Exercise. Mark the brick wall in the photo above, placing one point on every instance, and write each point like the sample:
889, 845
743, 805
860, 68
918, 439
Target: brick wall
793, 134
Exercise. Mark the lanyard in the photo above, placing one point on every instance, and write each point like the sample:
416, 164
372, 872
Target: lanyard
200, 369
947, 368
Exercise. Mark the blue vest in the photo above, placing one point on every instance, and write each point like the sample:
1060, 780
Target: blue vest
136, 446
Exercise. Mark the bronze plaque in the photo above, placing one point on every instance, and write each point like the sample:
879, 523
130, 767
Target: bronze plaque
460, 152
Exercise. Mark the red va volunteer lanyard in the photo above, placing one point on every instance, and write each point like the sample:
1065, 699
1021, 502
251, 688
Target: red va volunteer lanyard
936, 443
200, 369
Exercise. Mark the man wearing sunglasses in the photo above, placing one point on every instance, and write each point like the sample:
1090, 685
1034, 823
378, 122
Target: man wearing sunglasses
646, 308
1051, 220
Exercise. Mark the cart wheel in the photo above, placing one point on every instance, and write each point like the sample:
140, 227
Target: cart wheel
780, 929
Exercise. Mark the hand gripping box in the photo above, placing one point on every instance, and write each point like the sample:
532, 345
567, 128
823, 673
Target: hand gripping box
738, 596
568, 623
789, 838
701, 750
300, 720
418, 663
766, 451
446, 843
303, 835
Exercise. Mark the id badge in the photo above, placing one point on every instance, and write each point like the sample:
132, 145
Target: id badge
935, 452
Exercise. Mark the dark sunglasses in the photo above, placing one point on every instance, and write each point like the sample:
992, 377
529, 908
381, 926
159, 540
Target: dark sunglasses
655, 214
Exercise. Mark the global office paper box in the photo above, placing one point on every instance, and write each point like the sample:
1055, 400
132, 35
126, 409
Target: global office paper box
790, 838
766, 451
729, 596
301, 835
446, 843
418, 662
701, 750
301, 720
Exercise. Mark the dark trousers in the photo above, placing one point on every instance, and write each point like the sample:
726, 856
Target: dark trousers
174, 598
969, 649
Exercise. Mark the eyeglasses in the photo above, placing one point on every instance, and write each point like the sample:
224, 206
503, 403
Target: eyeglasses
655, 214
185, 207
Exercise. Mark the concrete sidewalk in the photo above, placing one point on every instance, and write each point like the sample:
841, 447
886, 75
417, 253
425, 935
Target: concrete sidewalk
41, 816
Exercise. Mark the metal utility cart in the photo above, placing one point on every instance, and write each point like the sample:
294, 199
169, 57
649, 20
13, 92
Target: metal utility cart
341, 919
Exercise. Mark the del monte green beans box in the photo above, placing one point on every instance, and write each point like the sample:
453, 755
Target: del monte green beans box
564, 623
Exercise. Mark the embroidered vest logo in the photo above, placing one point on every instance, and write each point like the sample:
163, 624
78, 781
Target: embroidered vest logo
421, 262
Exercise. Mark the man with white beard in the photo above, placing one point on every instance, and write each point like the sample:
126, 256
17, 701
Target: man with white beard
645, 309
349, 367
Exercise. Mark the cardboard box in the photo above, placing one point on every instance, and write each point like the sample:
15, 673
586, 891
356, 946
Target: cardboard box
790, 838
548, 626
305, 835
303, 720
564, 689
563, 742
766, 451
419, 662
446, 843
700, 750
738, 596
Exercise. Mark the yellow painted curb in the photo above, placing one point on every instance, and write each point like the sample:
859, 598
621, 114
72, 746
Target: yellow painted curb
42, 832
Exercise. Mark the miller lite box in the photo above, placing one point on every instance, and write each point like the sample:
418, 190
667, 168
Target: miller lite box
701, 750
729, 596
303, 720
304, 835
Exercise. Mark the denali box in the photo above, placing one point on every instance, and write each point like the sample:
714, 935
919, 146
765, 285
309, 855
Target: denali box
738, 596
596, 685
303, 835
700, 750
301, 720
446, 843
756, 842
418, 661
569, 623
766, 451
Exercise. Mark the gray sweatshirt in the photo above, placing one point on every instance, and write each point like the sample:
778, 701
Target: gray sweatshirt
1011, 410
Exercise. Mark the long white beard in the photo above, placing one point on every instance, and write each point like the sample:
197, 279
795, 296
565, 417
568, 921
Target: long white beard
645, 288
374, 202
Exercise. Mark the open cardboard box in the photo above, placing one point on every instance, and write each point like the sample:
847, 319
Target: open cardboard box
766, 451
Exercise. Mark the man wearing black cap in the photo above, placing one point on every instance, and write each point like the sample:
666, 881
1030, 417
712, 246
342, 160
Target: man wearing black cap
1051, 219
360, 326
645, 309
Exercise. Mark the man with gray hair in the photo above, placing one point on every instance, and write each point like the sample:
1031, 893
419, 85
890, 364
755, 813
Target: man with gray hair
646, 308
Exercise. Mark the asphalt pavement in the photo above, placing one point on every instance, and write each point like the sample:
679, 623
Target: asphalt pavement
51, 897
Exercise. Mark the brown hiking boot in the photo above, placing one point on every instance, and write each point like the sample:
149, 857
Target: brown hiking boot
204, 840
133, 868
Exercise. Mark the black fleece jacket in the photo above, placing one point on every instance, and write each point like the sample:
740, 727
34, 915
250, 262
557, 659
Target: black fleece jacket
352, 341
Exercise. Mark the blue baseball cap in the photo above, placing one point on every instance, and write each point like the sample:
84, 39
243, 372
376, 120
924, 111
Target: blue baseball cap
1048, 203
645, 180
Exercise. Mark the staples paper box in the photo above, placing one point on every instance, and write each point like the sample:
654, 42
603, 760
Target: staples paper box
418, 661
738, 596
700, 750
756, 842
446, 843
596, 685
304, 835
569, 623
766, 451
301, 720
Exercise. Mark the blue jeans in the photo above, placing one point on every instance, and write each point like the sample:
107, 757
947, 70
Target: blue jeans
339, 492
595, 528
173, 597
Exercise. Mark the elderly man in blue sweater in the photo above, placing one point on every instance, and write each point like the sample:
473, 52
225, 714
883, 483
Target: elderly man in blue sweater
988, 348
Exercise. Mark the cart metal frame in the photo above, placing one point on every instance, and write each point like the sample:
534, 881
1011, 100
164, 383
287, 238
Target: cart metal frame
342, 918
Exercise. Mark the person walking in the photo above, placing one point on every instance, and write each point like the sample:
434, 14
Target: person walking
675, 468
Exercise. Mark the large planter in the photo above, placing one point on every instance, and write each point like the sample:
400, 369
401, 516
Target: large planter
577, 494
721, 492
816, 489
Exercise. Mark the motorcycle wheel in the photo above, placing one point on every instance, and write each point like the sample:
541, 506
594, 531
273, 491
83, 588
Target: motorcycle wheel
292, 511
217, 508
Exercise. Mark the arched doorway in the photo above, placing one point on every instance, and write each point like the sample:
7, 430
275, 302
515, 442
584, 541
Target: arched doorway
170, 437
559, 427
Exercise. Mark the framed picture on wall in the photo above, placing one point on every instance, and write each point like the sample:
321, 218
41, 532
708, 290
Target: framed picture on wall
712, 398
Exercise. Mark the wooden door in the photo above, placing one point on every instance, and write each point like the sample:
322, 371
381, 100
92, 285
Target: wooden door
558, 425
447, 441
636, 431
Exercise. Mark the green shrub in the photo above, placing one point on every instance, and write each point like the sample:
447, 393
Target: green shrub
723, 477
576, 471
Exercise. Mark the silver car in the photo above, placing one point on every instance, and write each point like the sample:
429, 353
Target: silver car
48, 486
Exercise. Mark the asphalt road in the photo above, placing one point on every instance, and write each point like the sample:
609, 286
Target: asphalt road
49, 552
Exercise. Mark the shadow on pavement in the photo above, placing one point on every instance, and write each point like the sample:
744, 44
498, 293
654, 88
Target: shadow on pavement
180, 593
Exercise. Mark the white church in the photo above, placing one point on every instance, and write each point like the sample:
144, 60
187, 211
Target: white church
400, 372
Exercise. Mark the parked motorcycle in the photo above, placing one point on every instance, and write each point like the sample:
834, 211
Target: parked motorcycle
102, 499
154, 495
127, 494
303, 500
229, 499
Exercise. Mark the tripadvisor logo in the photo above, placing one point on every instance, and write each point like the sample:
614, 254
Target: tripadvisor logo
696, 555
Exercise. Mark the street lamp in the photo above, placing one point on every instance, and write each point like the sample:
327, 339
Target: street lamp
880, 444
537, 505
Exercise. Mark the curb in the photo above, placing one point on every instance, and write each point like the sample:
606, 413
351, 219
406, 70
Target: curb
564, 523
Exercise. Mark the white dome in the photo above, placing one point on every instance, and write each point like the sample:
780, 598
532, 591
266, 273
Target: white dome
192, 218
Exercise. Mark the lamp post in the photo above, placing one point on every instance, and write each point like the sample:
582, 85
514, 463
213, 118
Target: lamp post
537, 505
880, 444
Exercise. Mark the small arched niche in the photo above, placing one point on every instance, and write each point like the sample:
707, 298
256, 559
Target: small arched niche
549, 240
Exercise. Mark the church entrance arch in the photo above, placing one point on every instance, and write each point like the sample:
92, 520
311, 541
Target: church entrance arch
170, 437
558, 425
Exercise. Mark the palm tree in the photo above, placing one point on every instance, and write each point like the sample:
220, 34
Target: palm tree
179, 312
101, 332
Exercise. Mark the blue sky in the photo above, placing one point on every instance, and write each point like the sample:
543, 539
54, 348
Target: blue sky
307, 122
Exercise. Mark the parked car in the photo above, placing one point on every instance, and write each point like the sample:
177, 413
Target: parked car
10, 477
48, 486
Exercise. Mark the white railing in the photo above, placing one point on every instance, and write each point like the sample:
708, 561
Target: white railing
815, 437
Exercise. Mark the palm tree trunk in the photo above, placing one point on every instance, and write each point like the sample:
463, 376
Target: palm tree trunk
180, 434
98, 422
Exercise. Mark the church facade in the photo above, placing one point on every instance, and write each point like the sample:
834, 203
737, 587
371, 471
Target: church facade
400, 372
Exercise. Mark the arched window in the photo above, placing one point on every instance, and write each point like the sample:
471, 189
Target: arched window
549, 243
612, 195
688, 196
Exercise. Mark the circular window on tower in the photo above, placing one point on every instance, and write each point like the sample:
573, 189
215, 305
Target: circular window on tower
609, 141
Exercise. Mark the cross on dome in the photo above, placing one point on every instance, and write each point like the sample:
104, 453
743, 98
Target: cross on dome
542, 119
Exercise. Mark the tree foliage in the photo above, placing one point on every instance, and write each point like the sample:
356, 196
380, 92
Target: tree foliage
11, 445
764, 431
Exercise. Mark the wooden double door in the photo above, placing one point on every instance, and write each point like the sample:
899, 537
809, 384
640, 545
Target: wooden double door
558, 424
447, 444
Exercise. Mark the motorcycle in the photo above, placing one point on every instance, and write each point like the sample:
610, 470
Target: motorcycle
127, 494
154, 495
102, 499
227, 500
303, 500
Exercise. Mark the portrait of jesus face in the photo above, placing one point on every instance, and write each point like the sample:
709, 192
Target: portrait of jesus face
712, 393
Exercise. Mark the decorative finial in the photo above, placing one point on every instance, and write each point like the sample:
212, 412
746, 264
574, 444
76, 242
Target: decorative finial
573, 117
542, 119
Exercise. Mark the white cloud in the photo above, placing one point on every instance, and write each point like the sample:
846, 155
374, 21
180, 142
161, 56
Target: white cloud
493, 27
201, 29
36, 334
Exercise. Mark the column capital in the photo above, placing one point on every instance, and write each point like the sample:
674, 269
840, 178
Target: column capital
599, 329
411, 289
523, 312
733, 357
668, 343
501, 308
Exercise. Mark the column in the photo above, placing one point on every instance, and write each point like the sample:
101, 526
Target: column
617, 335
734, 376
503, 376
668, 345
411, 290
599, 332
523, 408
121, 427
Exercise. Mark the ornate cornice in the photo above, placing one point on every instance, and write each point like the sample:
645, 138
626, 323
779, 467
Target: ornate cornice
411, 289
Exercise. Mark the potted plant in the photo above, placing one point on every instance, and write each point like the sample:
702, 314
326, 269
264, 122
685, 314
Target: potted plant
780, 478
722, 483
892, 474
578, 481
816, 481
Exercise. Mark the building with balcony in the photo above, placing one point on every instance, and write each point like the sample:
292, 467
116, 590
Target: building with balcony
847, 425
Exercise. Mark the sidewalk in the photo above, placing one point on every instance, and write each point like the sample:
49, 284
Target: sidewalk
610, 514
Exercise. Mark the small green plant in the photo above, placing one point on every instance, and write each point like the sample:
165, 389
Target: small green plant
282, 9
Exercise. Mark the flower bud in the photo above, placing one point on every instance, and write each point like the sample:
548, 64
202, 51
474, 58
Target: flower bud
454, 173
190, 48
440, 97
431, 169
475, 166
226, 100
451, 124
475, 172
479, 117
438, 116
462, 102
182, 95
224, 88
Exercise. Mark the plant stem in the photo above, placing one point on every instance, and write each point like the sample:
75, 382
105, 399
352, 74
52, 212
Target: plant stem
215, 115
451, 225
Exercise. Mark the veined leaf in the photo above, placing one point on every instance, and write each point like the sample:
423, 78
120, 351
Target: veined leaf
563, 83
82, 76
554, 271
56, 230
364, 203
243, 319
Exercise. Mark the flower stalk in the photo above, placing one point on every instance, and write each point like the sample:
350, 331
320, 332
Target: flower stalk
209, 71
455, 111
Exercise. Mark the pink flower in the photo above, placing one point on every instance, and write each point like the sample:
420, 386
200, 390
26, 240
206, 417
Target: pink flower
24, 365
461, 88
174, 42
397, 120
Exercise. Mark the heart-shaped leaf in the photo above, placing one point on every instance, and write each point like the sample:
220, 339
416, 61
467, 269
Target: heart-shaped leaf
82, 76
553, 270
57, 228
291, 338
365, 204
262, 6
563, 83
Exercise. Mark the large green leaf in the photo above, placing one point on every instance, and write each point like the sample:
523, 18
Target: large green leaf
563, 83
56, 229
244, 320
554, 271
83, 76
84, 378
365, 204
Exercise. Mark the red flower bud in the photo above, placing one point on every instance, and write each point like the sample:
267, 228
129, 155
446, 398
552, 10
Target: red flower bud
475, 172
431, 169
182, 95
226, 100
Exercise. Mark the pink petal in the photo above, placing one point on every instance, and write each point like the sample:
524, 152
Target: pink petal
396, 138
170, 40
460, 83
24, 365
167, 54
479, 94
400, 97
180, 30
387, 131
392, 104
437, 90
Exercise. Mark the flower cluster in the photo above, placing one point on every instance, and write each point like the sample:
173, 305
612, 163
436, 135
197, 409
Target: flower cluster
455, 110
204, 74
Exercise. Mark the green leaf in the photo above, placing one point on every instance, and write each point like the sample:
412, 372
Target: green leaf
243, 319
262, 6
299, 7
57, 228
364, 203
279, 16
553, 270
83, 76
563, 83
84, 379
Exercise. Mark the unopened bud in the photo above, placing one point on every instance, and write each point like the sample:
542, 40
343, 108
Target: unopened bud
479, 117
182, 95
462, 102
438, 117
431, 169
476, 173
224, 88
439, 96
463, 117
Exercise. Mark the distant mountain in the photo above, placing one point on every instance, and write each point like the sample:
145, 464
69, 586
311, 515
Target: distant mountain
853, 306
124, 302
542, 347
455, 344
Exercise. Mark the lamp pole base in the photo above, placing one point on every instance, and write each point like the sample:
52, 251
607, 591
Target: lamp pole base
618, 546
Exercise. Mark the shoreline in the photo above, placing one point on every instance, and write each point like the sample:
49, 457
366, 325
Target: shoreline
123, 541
□ □ □ □ □ □ □
* [WRITTEN EXERCISE]:
Switch "shoreline" to "coastline" in the rows from the line holding "Exercise. Mark the shoreline" through the end of the rows, both ends included. Write those lines out again with nothing else changed.

* [EXERCISE RESULT]:
Exercise. Mark the coastline in the photo above, placing one point on every instance, and write each point like the sample:
49, 457
366, 325
Target: coastline
123, 541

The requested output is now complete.